Provided text Block Start

In Bed With Madonna made me realize that it was HER energy, that had drawn me not just to yoga but to the entire concept of adult life.
I recall having five visions of being an adult, or being a professional, that I found powerful and alluring. They are in chronological order:
1. being Madonna (1985)
This started in 1985 when she played Desperately Seeking Susan.
2. being an escort (late 80s, early 90s)
I ve always felt attracted to this line of work because the women I knew who did this took excellent care of themselves and were far more sophisticated than other women my age.
As well as smart and independent.
3. being a writer/ Catherine Tramell (Basic Instinct 1992)
Even more so than just wanting to do yoga because of Madonna, it was clear that my desire to become a writer was preceded (and is defined) by wanting to be Catherine Tramell.
In my eyes the cool blonde was someone who knew how the game was played and did not waste time trying to be liked.
Catherine Tramell is a fictional character, just like Madonna’s yoga teacher was a fictional character, yet she is the only writer I aspire to be, and she is the only reason I became a writer.
4. being a photographer (90s)
Although I started photographing in the 80s, it wasn’t until the 90s that I started toying with the idea of becoming a professional. I was inspired by female photographers Patricia Steur and Annie Leibovitz, and started an education I dropped out of. I just wasn’t that into it.
And I never felt any desire to go back to photography again.
5. being a yoga teacher (Madonna in The Next Best Thing, 2000)
More or less discussed already.
Madonna turned me to yoga, and then this movie took that up a level by making teaching yoga the coolest job in the world!
What I recognized in In Bed With Madonna, was that I too am a performer.
That the reason only fictional characters inspire me, is because like an actor I play a role. My work, my profession, is to perform.
The reason I dropped out of BEING a yoga teacher, the reason I never was a photographer, a proper normal writer, nor an escort, is that I put those identities on like a coat.

Provided text Block End

Prompt:
Rewrite the paragraph of the provided text that begins "Although I started photographing in the 80s" as a short list that keeps its main facts. The listing that follows has nothing to do with the text above.

Given data Block Start

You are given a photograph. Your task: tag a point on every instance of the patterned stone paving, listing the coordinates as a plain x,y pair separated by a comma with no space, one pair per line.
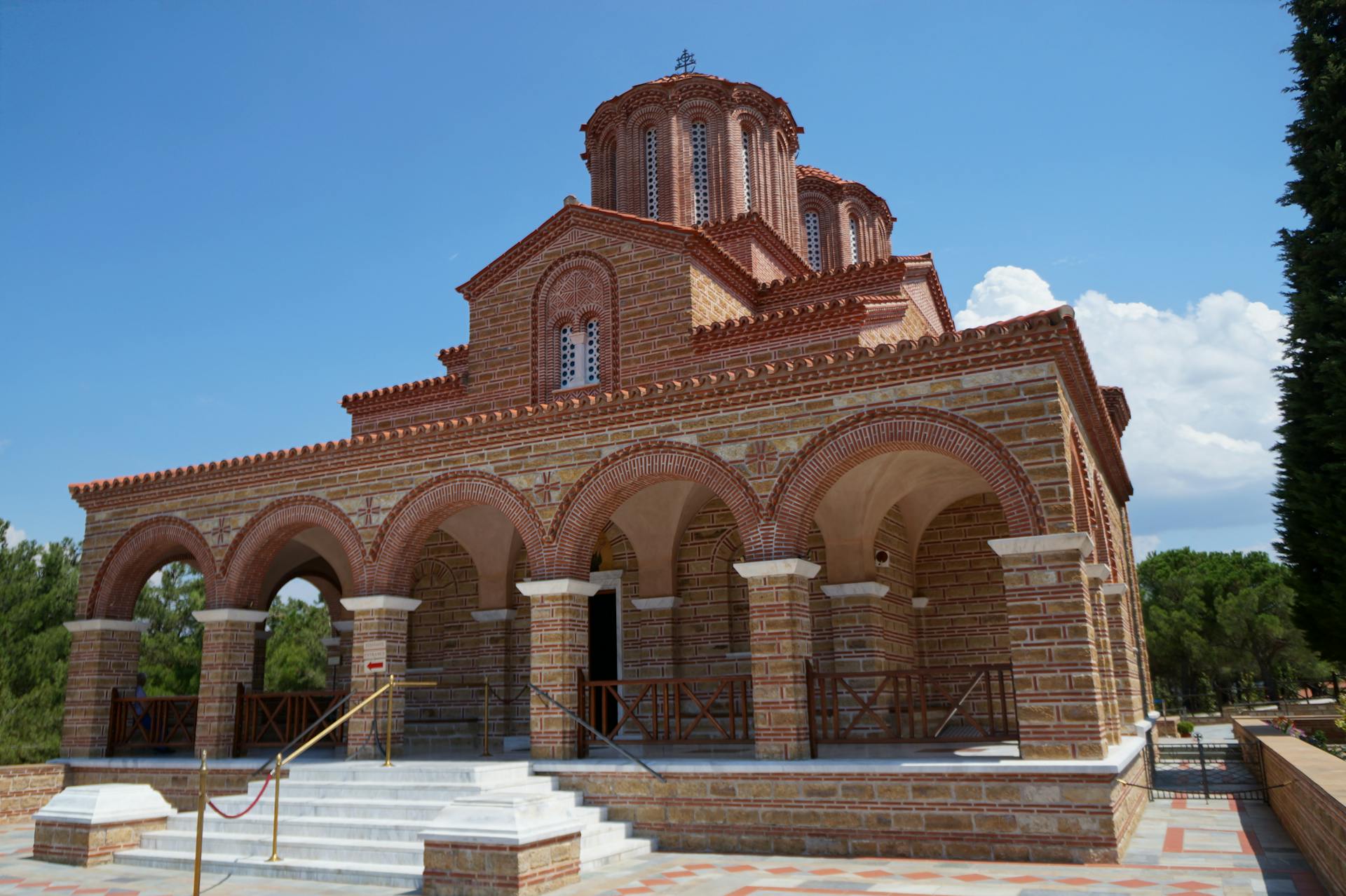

Given data Block End

Solution for this problem:
- I started photographing in the 80s.
- In the 90s I began toying with the idea of becoming a professional.
- Female photographers Patricia Steur and Annie Leibovitz inspired me.
- I started an education but dropped out because I wasn't that into it.